'''

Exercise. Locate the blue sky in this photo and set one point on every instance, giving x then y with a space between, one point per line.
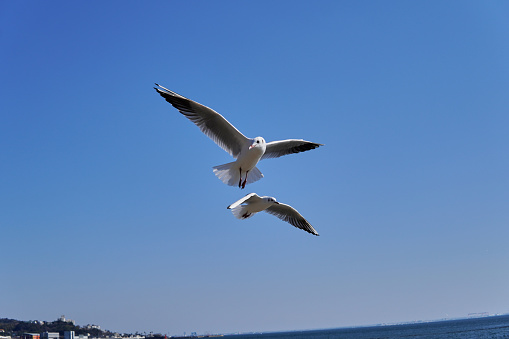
110 212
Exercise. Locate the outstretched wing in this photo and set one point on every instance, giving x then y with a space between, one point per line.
213 124
290 215
251 197
276 149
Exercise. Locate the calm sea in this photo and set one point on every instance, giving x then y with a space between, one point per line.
472 328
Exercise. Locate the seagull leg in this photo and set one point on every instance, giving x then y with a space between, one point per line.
245 180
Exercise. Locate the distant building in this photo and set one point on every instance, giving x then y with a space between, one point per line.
31 336
93 327
62 318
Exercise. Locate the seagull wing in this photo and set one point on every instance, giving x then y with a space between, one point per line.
249 198
276 149
290 215
213 124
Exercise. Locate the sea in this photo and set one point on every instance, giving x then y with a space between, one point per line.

'''

• TASK PROMPT: The records above should be output exactly, but without any of their pictures.

• RESPONSE:
Exercise. Locate the blue sky in this photo and set one point on every instance, giving x then y with a space between, one point per line.
110 212
Exercise. Locate the outstretched wing in this photo and set one point on every instance, giving x then y with a space between, one point per line.
213 124
290 215
251 197
276 149
Exercise. Locate the calm sea in this photo and set one point on every instance, giving x then y with a space between, one point per line.
472 328
Exercise. Locate the seagull leg in this photo and set one point on every instance, giving x then y with a space between, one point per line.
245 180
Exercise. Locate the distant building in this photo and set one point on every instance, giving x then y with a space between, one point per line.
31 336
93 327
62 318
Exercise. Locate the seagull wing in this photo and set one point on every instance, giving x then y with a space between, one point per line.
249 198
276 149
290 215
213 124
Exercise. Locate the sea in this photo and set one point on every instance, giving x then y with a space between, one point per line.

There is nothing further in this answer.